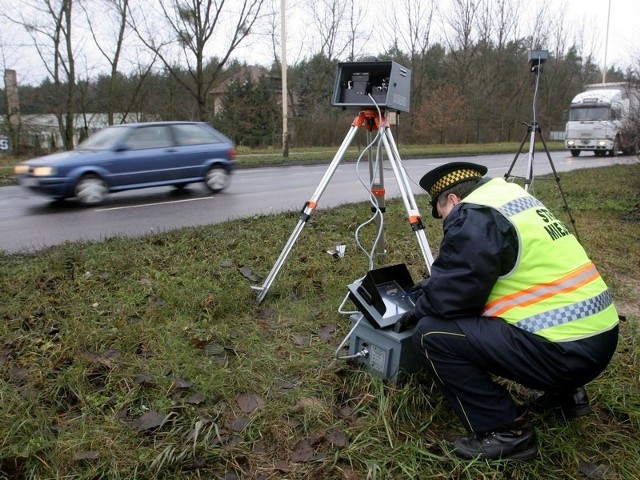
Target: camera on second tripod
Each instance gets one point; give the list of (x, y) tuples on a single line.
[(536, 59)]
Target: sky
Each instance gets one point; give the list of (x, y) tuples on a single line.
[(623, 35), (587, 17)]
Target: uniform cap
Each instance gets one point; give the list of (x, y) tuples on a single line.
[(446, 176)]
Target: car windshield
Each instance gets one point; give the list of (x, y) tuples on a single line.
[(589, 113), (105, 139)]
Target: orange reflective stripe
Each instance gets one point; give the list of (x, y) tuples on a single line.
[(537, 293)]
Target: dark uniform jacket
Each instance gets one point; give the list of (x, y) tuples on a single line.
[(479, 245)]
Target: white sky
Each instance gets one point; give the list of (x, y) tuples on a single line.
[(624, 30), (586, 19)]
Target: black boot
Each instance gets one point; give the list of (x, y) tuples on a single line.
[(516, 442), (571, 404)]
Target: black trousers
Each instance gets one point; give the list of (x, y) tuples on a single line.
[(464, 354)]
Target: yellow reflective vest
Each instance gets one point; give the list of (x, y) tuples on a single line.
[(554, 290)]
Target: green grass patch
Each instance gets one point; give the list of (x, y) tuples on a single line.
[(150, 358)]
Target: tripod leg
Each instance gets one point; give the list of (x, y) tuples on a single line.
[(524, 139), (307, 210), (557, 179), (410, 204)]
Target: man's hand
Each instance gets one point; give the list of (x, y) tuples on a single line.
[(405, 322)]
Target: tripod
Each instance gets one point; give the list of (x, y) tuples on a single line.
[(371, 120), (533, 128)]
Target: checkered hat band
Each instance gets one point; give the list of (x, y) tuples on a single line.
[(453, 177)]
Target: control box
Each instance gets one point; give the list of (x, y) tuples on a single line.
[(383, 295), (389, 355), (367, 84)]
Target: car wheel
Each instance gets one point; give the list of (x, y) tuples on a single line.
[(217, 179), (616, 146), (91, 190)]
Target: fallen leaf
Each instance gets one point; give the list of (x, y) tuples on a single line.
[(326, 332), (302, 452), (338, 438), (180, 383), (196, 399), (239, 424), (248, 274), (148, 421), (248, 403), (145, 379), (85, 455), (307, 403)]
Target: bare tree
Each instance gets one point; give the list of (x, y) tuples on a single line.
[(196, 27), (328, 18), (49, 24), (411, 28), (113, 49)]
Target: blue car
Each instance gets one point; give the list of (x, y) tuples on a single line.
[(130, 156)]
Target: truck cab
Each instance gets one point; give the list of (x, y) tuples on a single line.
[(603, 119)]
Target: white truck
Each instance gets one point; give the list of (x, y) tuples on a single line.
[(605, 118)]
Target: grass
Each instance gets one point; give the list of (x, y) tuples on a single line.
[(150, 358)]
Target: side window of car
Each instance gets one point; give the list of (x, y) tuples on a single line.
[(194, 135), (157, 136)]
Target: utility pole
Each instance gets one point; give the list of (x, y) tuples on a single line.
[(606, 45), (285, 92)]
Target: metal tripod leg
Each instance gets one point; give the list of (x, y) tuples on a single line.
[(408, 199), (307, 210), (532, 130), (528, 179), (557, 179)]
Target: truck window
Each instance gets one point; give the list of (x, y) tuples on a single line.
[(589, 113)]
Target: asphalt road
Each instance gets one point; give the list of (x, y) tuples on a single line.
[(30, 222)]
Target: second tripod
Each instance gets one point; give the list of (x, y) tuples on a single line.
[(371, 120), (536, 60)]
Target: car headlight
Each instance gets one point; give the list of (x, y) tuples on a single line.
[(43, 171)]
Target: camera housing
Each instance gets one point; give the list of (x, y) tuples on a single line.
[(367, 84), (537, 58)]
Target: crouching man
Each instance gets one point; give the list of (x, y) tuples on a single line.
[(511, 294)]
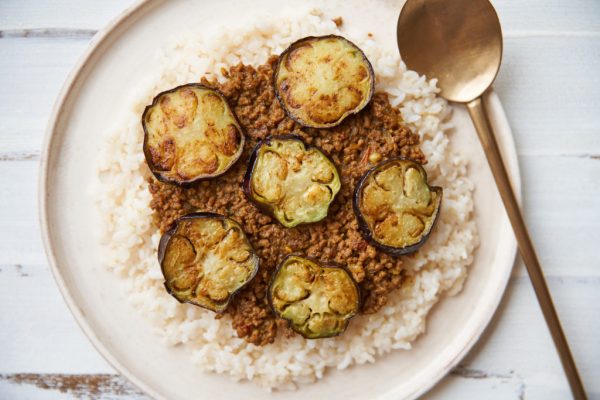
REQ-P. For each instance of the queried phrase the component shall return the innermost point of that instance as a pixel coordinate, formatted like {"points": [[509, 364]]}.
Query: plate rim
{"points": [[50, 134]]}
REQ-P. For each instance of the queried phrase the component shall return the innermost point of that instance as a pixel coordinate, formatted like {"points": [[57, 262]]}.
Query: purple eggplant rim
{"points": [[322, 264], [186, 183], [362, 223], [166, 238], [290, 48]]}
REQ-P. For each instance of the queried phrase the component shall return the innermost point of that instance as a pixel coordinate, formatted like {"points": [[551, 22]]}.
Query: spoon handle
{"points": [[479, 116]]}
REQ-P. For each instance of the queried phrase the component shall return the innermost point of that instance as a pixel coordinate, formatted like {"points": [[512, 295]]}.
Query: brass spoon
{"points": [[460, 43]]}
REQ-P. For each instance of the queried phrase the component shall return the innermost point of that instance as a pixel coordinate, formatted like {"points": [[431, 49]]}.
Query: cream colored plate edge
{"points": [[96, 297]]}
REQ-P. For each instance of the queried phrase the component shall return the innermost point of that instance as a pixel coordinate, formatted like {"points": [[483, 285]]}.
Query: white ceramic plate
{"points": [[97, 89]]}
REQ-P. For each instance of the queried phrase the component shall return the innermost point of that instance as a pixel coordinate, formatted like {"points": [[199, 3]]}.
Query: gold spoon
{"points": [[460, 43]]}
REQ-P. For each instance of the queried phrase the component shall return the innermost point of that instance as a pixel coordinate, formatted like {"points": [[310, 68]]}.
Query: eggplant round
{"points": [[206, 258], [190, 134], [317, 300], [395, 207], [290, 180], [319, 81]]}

---

* [WRITTEN EXERCISE]
Reproduce all the entries with "Each instance gets one point" replaced by "Every instance gets a single point" and nothing else changed. Leave the pictures out.

* [THE SOLUTION]
Target: camera on second tripod
Every instance gets a single point; give the list of (x, y) tuples on a single line.
[(536, 59)]
Target: sky
Every instance gets a single point; give the list of (x, y) tuples on a single line.
[(623, 35), (587, 17)]
Target: uniform cap
Every instance gets a single point; give the list of (x, y) tuples on a single line.
[(446, 176)]
Target: car windshield
Every instance gets a single point; give the list of (x, y) tuples on a single line.
[(589, 113), (105, 139)]
Target: orange reflective stripe
Every instance gets a single point; give the list of (x, y) tuples on a single line.
[(537, 293)]
Target: dark uniform jacket
Every instance gets a single point; give the list of (x, y) tuples on a single line.
[(479, 245)]
Target: white sky
Every instance gets a single point; give the list of (x, y) tuples on a single line.
[(624, 30), (586, 19)]
Target: black boot
Every instance gets a single point; give the list of (x, y) tuples on a single line.
[(516, 442), (571, 404)]
Target: black trousers
Every instance gets a single point; give the list of (x, y) tuples on a single line.
[(464, 354)]
Target: yellow reflective vest
Every instance gets a single point; give the list of (x, y) tuples on a single line.
[(554, 290)]
Target: green grass patch
Every instance gets a single point; give the list of (x, y) tuples on a single line.
[(150, 358)]
Target: tripod leg
Every instance gets a single point; give the list of (x, y) tuples on a single line.
[(524, 139), (307, 210), (557, 179), (410, 204)]
Target: man's hand
Every instance gets a single point; give the list of (x, y) tuples on a single line.
[(405, 322)]
Target: tripod
Every instance gets a single point; give the list of (x, y) tuples on a single line.
[(371, 120), (533, 128)]
Target: checkered hat band
Every instance gets a single point; give the list of (x, y) tuples on a single line.
[(453, 177)]
Target: control box
Every instance gets a single point; give the list of (x, y) tuples on a single line.
[(383, 295), (389, 355), (367, 84)]
Target: car wheel
Every instance gets a single point; give the list of (x, y) tuples on a single line.
[(217, 179), (616, 146), (91, 190)]
Target: fallen leaf
Every instance gets a single point; give the list of (x, y) tuples on a single line.
[(326, 332), (302, 452), (338, 438), (180, 383), (196, 399), (239, 424), (248, 274), (148, 421), (248, 403), (145, 379), (85, 455), (307, 403)]
Target: bare tree
Every instance gets a single point; give the list of (x, y) tuples on a single line.
[(196, 27), (328, 18), (49, 24), (411, 28), (113, 49)]
Target: blue car
Every instance gets a single point; give the list of (x, y) tuples on a single line.
[(130, 156)]
Target: truck cab
Every instance gets a single point; give the list of (x, y) tuples on a single line.
[(603, 119)]
Target: white truck
Every instance gets a single point; give the list of (x, y) tuples on a single line.
[(605, 118)]
Target: grass
Every instance gets a single point; give the list of (x, y) tuples on a single line.
[(150, 358)]
Target: side window of car
Every instance gets a single point; give the list of (x, y) tuples on a single line.
[(194, 135), (157, 136)]
Target: utility pole
Every instance gets a single point; give the list of (x, y) tuples on a single line.
[(606, 45), (285, 92)]
Target: metal tripod leg
Every instance gets a single point; give the list of (x, y) tuples on a single line.
[(408, 199), (307, 210), (532, 130), (528, 179), (557, 179)]
Target: truck window
Every instance gets a single point; give the list of (x, y) tuples on a single line.
[(589, 113)]
Target: asphalt road
Every instance gets a single point; give the list of (x, y) tuples on a single line.
[(30, 222)]
Target: second tripod
Every instance gets a single point; give the list of (x, y) tuples on a single line.
[(371, 120), (536, 60)]
Target: car headlight
Every instance gets a single point; give the list of (x, y) tuples on a single line.
[(43, 171)]
Target: camera housing
Every instance gets a single point; give the list of (x, y) tuples on a single line.
[(367, 84), (537, 58)]
Target: crouching man
Every instance gets a single point; give the list of (x, y) tuples on a single line.
[(511, 294)]
REQ-P. For each instance of the queried phrase the component shall return the innermost point of that instance as a pixel coordinate, formatted like {"points": [[509, 364]]}.
Query: plate rim
{"points": [[50, 134]]}
REQ-P. For each instance of the queried phrase the component shall return the innermost point of that instance as a pixel coordinate, formatted like {"points": [[57, 262]]}.
Query: purple eggplant rim
{"points": [[322, 264], [186, 183], [362, 223], [166, 238], [290, 48]]}
REQ-P. For each instance of the queried phrase the component shall return the innermost point of that instance as a pixel coordinate, formatted like {"points": [[551, 22]]}.
Query: spoon handle
{"points": [[479, 116]]}
REQ-P. For each instance of the queried phrase the component shall return the innermost point of that instance as a pixel coordinate, formatted like {"points": [[512, 295]]}.
Query: brass spoon
{"points": [[460, 43]]}
REQ-P. For each instance of the queried phrase the component shall return the innermost point of that instance as a pixel coordinate, formatted like {"points": [[431, 49]]}.
Query: cream colored plate edge
{"points": [[96, 297]]}
REQ-P. For each instance of the queried phrase the component shall return the innermost point of that instance as a pixel coordinate, formatted like {"points": [[483, 285]]}.
Query: white ceramic plate
{"points": [[97, 89]]}
REQ-P. For each instance of the queried phrase the component shall return the innermost point of that instance as a pixel coordinate, formatted like {"points": [[199, 3]]}.
Query: gold spoon
{"points": [[460, 43]]}
REQ-P. For each instance of the queried phrase the component shall return the innermost point of that instance as a pixel coordinate, formatted like {"points": [[310, 68]]}.
Query: eggplant round
{"points": [[206, 258], [190, 134], [317, 300], [395, 207], [290, 180], [319, 81]]}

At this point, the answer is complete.